The problem: Keep only the lines in the entries below that contain the string "evenodd", and copy each one. Case counts.

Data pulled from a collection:
'''
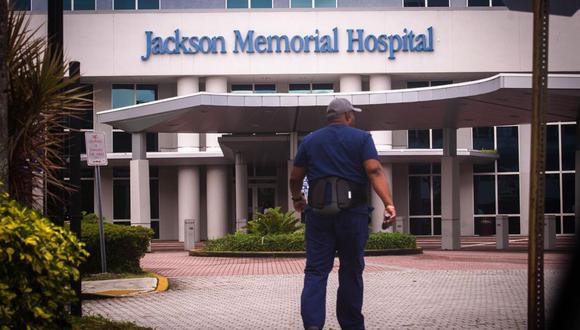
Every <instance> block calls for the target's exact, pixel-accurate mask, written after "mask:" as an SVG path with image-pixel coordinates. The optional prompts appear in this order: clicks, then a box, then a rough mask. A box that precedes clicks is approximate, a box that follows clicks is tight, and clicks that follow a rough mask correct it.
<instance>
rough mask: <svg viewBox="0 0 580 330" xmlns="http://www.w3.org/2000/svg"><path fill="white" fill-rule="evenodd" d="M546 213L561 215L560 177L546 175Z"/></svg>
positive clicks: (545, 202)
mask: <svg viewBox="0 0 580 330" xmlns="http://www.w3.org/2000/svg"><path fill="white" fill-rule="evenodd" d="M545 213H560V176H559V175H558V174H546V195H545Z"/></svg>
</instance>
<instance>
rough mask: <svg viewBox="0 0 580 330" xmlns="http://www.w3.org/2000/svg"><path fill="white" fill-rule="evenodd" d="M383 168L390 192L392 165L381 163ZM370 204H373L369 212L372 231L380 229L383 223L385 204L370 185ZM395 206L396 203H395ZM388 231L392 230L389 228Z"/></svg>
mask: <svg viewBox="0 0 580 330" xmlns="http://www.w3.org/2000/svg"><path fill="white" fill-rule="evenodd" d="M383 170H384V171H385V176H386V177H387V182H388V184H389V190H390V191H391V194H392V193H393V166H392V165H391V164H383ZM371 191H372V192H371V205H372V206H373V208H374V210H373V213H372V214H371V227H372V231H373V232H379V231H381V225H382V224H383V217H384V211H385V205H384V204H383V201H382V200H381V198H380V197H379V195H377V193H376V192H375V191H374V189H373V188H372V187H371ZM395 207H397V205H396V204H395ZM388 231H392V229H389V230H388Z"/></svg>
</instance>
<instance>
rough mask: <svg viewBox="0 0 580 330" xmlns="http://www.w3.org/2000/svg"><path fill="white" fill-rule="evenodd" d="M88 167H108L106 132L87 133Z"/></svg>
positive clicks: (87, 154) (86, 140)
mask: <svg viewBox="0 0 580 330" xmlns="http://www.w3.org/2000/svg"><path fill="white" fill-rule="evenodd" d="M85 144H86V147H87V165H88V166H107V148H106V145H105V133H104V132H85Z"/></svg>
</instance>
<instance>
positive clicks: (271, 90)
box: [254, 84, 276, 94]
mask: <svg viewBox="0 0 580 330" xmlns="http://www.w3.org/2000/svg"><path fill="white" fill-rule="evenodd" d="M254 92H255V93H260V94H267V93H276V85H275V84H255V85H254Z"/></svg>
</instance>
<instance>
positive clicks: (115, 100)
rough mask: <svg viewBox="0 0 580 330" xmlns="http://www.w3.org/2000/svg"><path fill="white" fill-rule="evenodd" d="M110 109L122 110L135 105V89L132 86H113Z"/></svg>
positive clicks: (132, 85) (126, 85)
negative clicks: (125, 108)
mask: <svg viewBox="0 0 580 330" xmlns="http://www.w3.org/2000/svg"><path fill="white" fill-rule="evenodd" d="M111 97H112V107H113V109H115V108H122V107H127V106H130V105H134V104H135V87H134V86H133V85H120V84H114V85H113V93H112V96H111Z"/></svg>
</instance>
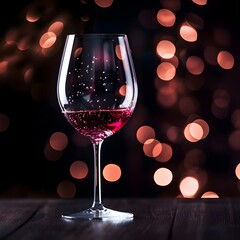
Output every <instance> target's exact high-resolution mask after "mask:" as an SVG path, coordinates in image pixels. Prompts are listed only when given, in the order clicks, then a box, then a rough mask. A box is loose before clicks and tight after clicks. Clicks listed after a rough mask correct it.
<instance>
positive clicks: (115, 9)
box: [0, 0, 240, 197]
'''
Answer for this exercise:
rough mask: <svg viewBox="0 0 580 330" xmlns="http://www.w3.org/2000/svg"><path fill="white" fill-rule="evenodd" d="M546 213L561 215L560 177L546 175Z"/></svg>
mask: <svg viewBox="0 0 580 330" xmlns="http://www.w3.org/2000/svg"><path fill="white" fill-rule="evenodd" d="M545 213H560V176H559V175H558V174H546V195H545Z"/></svg>
rough mask: <svg viewBox="0 0 580 330" xmlns="http://www.w3.org/2000/svg"><path fill="white" fill-rule="evenodd" d="M383 168L390 192L392 165L381 163ZM370 204H373L369 212L372 231L380 229L383 223L385 204L370 185ZM395 206L396 203H395ZM388 231L392 230L389 228Z"/></svg>
mask: <svg viewBox="0 0 580 330" xmlns="http://www.w3.org/2000/svg"><path fill="white" fill-rule="evenodd" d="M383 170H384V171H385V176H386V177H387V182H388V184H389V190H390V191H391V194H392V193H393V166H392V165H391V164H383ZM371 191H372V192H371V205H372V206H373V208H374V210H373V213H372V214H371V227H372V231H373V232H379V231H381V225H382V224H383V217H384V211H385V205H384V204H383V201H382V200H381V198H380V197H379V195H377V193H376V192H375V191H374V189H373V188H372V187H371ZM395 207H397V205H396V204H395ZM388 231H392V229H389V230H388Z"/></svg>
rough mask: <svg viewBox="0 0 580 330" xmlns="http://www.w3.org/2000/svg"><path fill="white" fill-rule="evenodd" d="M88 167H108L106 132L87 133Z"/></svg>
mask: <svg viewBox="0 0 580 330" xmlns="http://www.w3.org/2000/svg"><path fill="white" fill-rule="evenodd" d="M85 144H86V147H87V165H88V166H107V148H106V145H105V133H104V132H85Z"/></svg>
mask: <svg viewBox="0 0 580 330" xmlns="http://www.w3.org/2000/svg"><path fill="white" fill-rule="evenodd" d="M254 92H255V93H260V94H267V93H276V85H275V84H255V85H254Z"/></svg>
rough mask: <svg viewBox="0 0 580 330" xmlns="http://www.w3.org/2000/svg"><path fill="white" fill-rule="evenodd" d="M110 109L122 110L135 105V89L132 86H113Z"/></svg>
mask: <svg viewBox="0 0 580 330" xmlns="http://www.w3.org/2000/svg"><path fill="white" fill-rule="evenodd" d="M111 97H112V107H113V109H115V108H122V107H127V106H130V105H134V104H135V87H134V86H133V85H120V84H114V85H113V93H112V96H111Z"/></svg>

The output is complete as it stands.